> **YOUR TASK**
Extract each line of the records below that contains the string "ground". Treat uppercase and lowercase as different when matching.

> **EXTRACTED INFORMATION**

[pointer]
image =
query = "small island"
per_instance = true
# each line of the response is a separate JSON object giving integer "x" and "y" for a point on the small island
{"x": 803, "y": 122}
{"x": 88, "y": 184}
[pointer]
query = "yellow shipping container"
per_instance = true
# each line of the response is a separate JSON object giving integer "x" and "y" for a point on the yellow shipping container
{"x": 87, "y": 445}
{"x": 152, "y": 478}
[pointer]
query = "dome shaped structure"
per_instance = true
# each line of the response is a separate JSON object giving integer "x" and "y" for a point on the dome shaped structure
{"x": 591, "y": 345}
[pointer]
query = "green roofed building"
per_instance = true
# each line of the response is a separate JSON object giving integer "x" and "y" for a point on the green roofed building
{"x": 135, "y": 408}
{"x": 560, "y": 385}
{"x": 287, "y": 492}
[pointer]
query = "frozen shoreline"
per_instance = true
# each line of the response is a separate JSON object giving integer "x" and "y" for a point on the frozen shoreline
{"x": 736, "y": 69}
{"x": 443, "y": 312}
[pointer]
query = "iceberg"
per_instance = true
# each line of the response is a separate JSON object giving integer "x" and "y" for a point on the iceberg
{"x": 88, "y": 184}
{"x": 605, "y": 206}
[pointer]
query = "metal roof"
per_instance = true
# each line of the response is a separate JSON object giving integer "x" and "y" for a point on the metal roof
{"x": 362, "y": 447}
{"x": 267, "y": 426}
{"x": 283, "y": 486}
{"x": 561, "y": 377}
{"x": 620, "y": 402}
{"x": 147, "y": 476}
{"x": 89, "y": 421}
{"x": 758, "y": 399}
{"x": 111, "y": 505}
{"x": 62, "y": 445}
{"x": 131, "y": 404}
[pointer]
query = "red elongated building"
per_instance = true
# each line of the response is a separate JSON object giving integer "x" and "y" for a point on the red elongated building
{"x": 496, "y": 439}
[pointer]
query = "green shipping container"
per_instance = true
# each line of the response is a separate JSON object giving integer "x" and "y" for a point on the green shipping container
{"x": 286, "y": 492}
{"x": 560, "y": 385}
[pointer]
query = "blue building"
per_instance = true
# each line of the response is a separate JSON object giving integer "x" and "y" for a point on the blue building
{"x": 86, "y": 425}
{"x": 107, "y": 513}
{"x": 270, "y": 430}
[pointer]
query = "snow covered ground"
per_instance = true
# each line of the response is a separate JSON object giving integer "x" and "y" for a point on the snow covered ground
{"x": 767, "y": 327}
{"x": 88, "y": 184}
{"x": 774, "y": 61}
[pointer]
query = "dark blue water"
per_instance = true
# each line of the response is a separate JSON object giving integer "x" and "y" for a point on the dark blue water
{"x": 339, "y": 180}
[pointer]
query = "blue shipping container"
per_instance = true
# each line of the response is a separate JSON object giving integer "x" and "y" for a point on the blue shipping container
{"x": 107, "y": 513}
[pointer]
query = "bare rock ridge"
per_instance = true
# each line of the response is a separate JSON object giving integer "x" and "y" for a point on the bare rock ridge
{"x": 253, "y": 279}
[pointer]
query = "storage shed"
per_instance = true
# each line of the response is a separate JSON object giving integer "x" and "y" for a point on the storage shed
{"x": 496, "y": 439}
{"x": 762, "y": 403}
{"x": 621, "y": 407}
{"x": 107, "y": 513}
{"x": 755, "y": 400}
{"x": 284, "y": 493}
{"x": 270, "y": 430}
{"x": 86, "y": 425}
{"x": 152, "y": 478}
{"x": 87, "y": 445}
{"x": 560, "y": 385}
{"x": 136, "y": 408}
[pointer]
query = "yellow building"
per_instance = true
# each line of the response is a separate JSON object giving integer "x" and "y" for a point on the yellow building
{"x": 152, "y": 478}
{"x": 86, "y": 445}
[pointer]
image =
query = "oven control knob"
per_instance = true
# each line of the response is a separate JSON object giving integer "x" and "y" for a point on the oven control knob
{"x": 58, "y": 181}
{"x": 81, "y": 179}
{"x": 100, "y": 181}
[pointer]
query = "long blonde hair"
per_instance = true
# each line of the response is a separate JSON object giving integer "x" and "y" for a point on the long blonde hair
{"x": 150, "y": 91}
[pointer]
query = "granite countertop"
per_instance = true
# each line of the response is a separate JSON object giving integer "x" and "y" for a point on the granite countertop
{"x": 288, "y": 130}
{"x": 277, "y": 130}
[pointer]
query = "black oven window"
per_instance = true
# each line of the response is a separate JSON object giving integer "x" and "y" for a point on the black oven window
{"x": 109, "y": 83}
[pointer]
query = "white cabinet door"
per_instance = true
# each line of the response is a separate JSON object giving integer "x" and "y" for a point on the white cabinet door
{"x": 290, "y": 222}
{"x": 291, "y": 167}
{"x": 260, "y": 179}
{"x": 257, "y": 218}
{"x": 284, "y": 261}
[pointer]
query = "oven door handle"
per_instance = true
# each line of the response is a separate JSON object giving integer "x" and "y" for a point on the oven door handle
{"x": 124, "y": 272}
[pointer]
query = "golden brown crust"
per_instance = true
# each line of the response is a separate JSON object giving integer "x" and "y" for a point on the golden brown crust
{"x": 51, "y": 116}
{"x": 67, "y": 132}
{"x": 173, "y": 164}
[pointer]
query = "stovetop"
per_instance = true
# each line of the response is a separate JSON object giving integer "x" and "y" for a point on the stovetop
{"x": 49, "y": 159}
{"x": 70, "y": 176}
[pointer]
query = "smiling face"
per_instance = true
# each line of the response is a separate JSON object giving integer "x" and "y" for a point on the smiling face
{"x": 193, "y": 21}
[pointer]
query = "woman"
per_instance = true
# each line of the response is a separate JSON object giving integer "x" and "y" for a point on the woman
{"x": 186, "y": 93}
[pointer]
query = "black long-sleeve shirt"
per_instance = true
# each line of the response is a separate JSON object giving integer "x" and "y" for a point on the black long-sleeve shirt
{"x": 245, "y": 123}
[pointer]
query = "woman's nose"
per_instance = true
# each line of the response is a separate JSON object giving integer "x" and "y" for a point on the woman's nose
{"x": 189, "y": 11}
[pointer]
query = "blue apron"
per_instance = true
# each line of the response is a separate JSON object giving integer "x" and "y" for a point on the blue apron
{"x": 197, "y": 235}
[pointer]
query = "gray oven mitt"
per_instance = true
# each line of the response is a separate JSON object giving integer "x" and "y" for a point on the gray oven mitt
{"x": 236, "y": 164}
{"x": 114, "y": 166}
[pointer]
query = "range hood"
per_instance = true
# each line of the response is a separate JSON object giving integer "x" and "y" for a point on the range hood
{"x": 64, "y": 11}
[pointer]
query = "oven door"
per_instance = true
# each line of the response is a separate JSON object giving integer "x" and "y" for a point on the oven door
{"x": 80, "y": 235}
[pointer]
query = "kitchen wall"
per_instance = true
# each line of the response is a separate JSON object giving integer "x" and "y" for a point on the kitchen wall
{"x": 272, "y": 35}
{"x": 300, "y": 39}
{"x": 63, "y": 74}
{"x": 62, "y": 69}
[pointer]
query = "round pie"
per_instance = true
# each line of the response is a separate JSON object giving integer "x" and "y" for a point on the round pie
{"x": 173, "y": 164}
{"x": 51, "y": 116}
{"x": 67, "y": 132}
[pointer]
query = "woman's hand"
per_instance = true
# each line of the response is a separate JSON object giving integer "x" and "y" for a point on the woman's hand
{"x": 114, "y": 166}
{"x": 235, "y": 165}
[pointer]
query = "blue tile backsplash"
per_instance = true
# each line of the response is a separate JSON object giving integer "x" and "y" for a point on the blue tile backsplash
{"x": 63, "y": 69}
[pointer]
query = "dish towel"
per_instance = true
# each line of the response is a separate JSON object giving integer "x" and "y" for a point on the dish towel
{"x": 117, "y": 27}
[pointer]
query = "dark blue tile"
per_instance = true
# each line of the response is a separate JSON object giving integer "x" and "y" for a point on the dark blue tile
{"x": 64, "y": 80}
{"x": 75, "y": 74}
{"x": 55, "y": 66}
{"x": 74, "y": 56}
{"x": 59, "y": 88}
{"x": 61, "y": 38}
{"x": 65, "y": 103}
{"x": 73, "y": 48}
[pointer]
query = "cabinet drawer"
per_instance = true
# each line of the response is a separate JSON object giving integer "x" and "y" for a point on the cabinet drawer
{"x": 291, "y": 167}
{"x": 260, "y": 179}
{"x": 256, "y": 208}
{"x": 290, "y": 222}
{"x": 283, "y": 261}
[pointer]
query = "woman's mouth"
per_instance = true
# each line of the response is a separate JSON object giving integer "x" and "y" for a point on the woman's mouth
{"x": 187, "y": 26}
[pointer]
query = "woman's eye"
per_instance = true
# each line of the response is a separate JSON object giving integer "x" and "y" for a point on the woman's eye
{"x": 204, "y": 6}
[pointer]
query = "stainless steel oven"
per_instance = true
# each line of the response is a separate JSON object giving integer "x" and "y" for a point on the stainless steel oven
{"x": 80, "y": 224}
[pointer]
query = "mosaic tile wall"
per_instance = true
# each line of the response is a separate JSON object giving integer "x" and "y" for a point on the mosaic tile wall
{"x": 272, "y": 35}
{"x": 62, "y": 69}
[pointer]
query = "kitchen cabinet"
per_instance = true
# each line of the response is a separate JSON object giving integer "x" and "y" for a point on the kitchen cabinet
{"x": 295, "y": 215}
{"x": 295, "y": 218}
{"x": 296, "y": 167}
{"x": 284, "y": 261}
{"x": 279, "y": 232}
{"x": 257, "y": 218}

> **REPLY**
query = "snow covered ground"
# each line of the response is a separate JSON object giving integer "x" and "y" for a point on the snow covered ground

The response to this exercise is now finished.